During the cover period of instrumental climate data, pointer years (growth suppression) are more numerous and better synchronized in conifer chronologies than in birch ones (Figure 3a). On a regional scale, several common years can be distinguished: 1944, 1945, 1965, 1974, 1994, and 1999. In 1944, 1945, and 1994, the SPEI of the previous and current vegetative season also has values below–1.5; in 1965, 1974, and 1999 it was below–2.0; i.e. these were years of severe and extreme droughts, respectively (Figure S4). A more detailed analysis of the climatic dynamics for pointer years (Figure 3b) showed that the suppression of tree growth in 1944 and 1994 may be associated with shorter droughts both in the current and in the previous season (which in 1994 was aggravated by heat wave in June–July), and early frosts in November. In 1945, the most significant stress factors are extremely severe frosts during winter and spring–summer drought against the background of high temperatures in April–May, despite precipitation of the previous July–September being higher than the average. In 1965, 1974, and 1999, a strong deficit of precipitation and elevated temperatures prevailed both in previous July–August and current May–July. For contrast, the large amount of precipitation during both previous and current seasons, heavy November snowfalls and mild winters were observed in 1938, 1970, and 2003 (Figure 3c), which were associated with faster tree growth compared to previous and subsequent years for all chronologies, and with index values of TRW above average for most of them.

3.3. Age Dependencies of Tree Growth Response to Droughts

There are significant differences in the age structure of the sampled trees between species and sites, since even cover periods of chronologies vary from 63 to 316 years. Therefore, it was first necessary to check for age dependences in the tree growth stability during extreme droughts (Table 3). The indexes of resistance (Rt) and resilience (Rs) obtained for raw TRW and BAI series do not have significant relationships with the age or size of trees in most samples. The few statistically significant relationships of Rt and Rs with tree age do not have visible patterns of direction or intensity. Sample size, age range of model trees, natural zone, and species—all these factors were tested and rejected as possible modifiers of the age-related dynamics in growth stability. The difference between sites is observed, but it seems to increase with the increase of the geographical distances between sites rather than to be related to natural zone.
However, the choice of growth indicator for calculating stability indexes introduces a difference observed in a significant part of the samples: BAI-based Rt and Rs have tendencies to reduce with age, while both negative and positive correlations with tree age were observed for TRW-based stability indexes. Dependences of Rt and Rs on the tree size measures, especially diameter, have a more pronounced tendency to be negative. Nevertheless, the largest number of significant negative correlations with size was also observed for BAI-based growth stability indexes.

____

REQUIRED TASK 1 >> Using the excerpt on tree growth and droughts, decide whether each statement agrees with it. Answer yes or no and quote the deciding words. (a) In 1965, 1974, and 1999 the SPEI was below –2.0. (b) Pointer years are more numerous in birch chronologies than in conifer ones. (c) Cover periods of the chronologies range from 63 to 316 years.

____

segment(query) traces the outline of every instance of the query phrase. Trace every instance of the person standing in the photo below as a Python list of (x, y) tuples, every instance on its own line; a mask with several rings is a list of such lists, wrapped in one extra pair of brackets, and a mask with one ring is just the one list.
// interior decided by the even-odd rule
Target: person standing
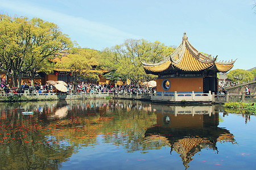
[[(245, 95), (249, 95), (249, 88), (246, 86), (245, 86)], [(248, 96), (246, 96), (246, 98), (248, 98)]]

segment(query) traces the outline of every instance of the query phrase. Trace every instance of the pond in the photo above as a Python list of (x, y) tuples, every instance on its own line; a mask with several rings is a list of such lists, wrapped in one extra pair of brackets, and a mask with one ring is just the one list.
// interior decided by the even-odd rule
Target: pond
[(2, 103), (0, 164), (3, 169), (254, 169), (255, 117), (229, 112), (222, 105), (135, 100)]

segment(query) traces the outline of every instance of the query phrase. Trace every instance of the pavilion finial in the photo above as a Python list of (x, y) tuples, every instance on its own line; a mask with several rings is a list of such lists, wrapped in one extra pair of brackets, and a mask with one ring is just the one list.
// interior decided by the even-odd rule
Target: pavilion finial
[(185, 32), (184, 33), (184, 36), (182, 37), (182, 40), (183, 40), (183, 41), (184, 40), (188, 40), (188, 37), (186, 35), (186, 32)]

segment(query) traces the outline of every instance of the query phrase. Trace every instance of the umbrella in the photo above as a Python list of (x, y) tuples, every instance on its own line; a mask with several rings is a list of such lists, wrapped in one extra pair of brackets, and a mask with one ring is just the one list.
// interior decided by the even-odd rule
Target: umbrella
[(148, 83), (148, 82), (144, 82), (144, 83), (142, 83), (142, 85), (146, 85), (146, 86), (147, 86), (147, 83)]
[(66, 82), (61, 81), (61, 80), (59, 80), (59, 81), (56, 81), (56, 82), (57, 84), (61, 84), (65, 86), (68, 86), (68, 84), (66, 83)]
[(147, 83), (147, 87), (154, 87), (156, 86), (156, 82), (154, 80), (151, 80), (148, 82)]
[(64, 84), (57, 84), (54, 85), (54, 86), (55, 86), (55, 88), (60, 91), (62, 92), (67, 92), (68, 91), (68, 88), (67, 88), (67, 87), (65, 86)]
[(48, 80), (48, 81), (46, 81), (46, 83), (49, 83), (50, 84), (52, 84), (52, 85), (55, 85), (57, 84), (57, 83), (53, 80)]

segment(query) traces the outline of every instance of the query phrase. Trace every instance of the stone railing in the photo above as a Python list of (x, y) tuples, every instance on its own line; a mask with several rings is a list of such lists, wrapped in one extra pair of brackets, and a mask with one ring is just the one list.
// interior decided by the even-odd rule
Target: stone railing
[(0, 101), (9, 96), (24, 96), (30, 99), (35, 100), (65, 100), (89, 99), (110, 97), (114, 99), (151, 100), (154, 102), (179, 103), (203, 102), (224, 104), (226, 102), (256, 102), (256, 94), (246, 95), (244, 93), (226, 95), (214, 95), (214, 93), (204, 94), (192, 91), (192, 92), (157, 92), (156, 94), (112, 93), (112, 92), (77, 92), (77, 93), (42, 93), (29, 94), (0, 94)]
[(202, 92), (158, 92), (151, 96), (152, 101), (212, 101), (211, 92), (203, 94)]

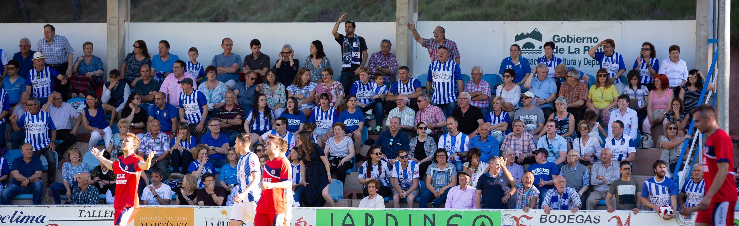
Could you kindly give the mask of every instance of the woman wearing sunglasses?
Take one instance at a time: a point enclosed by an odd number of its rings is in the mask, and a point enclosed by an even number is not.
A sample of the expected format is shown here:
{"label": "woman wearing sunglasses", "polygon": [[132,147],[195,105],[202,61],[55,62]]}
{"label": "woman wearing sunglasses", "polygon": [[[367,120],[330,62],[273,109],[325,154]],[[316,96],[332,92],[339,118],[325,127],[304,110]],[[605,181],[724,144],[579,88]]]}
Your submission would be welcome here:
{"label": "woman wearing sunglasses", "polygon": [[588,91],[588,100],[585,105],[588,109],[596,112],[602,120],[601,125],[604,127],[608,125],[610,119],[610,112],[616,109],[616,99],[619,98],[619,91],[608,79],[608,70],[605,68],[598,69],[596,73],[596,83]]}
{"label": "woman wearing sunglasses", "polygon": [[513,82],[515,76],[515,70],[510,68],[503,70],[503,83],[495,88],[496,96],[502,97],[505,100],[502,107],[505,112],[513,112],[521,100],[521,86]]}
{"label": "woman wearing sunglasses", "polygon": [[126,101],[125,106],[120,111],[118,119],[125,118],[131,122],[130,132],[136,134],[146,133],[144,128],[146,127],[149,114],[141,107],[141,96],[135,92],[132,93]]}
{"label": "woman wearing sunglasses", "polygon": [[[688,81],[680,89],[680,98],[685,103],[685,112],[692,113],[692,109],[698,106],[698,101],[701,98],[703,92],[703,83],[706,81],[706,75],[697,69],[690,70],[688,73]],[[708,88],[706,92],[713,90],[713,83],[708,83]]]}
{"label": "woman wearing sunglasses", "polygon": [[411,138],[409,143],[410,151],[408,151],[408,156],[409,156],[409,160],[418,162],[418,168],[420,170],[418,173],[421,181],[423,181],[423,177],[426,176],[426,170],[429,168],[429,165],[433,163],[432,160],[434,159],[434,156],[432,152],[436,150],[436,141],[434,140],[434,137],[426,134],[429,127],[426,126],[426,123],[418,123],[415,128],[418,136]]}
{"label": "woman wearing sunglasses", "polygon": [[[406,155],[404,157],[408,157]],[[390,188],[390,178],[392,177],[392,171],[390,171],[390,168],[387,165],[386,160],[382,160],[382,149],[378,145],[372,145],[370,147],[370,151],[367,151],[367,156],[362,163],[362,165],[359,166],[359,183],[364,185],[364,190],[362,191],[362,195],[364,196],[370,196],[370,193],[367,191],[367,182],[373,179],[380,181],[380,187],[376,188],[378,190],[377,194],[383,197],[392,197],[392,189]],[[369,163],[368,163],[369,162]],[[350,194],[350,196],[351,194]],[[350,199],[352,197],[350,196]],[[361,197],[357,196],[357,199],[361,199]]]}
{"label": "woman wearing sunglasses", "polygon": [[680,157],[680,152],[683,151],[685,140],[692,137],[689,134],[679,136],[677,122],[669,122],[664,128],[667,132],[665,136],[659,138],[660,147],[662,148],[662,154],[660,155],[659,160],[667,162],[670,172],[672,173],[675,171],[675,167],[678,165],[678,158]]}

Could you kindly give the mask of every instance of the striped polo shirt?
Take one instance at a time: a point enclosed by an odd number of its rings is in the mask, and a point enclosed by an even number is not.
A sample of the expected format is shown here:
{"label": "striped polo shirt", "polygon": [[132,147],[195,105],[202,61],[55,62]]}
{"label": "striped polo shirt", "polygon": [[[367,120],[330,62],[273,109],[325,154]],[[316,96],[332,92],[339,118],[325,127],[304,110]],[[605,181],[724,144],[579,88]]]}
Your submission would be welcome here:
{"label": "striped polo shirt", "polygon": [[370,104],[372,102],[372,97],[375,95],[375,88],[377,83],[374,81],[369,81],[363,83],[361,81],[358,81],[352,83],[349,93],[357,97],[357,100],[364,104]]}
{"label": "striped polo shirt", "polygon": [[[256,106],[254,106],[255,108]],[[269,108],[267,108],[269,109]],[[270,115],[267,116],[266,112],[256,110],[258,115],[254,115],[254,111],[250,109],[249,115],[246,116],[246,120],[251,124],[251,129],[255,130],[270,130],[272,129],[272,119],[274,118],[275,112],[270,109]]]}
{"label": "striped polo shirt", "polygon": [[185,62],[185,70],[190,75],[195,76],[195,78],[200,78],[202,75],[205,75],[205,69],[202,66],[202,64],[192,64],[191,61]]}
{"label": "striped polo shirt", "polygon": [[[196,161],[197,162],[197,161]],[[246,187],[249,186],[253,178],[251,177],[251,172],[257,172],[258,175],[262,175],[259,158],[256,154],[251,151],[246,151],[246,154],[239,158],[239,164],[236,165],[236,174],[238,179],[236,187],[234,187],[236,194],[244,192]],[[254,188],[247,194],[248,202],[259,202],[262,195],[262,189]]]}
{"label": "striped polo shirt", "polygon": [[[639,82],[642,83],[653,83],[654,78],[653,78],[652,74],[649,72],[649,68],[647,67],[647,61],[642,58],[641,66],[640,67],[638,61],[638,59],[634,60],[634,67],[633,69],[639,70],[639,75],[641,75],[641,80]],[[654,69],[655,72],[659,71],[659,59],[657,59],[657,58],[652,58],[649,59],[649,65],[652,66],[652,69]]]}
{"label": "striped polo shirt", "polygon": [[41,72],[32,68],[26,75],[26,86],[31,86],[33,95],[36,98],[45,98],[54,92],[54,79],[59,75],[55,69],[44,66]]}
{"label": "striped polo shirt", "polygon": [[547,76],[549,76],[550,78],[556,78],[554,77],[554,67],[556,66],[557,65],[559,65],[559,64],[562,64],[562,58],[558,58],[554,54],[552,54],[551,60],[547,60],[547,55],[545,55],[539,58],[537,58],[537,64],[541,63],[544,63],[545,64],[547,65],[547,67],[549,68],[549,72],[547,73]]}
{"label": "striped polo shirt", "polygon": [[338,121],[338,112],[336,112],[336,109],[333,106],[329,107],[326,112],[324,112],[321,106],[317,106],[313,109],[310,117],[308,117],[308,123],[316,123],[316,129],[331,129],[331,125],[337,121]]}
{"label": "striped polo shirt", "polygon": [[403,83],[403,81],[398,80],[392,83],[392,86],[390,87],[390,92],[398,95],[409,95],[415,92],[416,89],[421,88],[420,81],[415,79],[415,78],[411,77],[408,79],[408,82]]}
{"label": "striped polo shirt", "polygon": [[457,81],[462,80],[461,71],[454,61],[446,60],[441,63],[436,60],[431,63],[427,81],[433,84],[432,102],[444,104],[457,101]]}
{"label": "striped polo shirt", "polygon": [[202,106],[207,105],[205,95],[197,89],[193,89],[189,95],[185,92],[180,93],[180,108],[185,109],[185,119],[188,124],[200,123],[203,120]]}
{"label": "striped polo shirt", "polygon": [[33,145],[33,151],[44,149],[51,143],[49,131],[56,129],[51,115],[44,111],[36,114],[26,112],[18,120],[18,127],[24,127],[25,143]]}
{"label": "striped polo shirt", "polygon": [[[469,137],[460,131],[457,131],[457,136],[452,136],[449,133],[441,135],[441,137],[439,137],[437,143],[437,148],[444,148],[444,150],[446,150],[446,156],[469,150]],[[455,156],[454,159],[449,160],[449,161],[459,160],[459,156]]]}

____

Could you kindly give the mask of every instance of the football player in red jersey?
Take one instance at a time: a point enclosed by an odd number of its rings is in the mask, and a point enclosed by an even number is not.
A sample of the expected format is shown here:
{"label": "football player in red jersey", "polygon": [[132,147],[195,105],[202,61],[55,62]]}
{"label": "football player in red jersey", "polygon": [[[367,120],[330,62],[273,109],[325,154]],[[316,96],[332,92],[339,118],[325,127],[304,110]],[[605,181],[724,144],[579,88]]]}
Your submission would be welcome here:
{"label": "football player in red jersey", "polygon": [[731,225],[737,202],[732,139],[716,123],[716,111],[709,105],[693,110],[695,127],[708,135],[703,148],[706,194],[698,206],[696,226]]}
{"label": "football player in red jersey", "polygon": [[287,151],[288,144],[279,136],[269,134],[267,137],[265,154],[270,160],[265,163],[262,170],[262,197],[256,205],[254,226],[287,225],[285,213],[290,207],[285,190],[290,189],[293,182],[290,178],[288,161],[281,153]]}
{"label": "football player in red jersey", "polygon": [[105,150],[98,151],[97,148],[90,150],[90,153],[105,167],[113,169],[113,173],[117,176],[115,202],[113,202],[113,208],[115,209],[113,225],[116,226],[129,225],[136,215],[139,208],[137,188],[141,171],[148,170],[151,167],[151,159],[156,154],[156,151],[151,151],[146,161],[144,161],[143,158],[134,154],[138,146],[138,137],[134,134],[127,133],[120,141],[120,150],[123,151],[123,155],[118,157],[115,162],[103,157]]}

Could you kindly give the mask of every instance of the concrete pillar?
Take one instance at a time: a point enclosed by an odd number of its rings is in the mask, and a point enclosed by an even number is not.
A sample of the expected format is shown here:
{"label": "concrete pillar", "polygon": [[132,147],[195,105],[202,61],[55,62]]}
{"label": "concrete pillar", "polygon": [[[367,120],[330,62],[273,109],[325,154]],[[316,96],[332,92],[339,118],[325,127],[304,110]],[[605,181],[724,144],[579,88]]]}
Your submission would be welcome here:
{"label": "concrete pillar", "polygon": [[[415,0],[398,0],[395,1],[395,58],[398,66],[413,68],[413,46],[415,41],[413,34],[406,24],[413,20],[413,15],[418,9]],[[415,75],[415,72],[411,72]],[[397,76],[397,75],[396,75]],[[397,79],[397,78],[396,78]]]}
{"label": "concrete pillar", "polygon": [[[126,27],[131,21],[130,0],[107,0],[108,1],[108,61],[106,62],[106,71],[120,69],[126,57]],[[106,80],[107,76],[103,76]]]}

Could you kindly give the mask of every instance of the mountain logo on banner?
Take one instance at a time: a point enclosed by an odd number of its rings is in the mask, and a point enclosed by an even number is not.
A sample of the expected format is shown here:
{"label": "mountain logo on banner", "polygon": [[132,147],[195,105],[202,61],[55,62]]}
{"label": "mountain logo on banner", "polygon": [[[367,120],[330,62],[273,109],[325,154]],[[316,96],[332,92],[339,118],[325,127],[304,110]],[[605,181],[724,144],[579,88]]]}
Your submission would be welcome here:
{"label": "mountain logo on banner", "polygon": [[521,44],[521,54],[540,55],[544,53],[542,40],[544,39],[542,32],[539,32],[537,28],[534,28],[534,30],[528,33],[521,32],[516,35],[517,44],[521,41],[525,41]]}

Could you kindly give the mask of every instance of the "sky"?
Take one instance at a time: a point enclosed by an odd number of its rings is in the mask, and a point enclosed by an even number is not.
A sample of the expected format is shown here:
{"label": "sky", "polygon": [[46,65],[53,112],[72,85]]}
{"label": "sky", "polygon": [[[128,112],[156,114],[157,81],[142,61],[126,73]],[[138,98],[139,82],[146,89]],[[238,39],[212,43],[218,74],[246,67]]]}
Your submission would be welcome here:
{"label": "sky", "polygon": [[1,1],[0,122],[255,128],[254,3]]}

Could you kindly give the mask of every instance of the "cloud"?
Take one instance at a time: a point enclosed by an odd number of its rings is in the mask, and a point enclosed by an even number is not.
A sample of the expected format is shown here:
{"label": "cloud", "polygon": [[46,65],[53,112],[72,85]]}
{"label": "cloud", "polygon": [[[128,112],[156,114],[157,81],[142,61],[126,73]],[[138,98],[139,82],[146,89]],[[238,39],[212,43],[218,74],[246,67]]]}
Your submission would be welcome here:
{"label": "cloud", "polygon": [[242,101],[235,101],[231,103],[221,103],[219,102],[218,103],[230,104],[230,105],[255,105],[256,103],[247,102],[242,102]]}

____

REQUIRED TASK 2 >> Turn the records into a Markdown table with the columns Row and Record line, starting at the line that contains "of the stone" and stopping after the line that contains "Target: stone railing". Number each row and leave out blank lines.

SOLUTION 1 >>
(a) Yes: "in 1965, 1974, and 1999 it was below–2.0"
(b) No: "pointer years (growth suppression) are more numerous and better synchronized in conifer chronologies than in birch ones"
(c) Yes: "even cover periods of chronologies vary from 63 to 316 years"

SOLUTION 2 >>
| Row | Record line |
|---|---|
| 1 | segment(query) traces the outline of every instance of the query phrase. Trace every instance of the stone railing in the photo above as a Python list of (x, y) tuples, every instance on its own line; a mask with several rings is a list of such lists, wrapped in one extra pair of brackets, and a mask with one ring is just the one list. |
| 2 | // interior decided by the even-odd rule |
| 3 | Target: stone railing |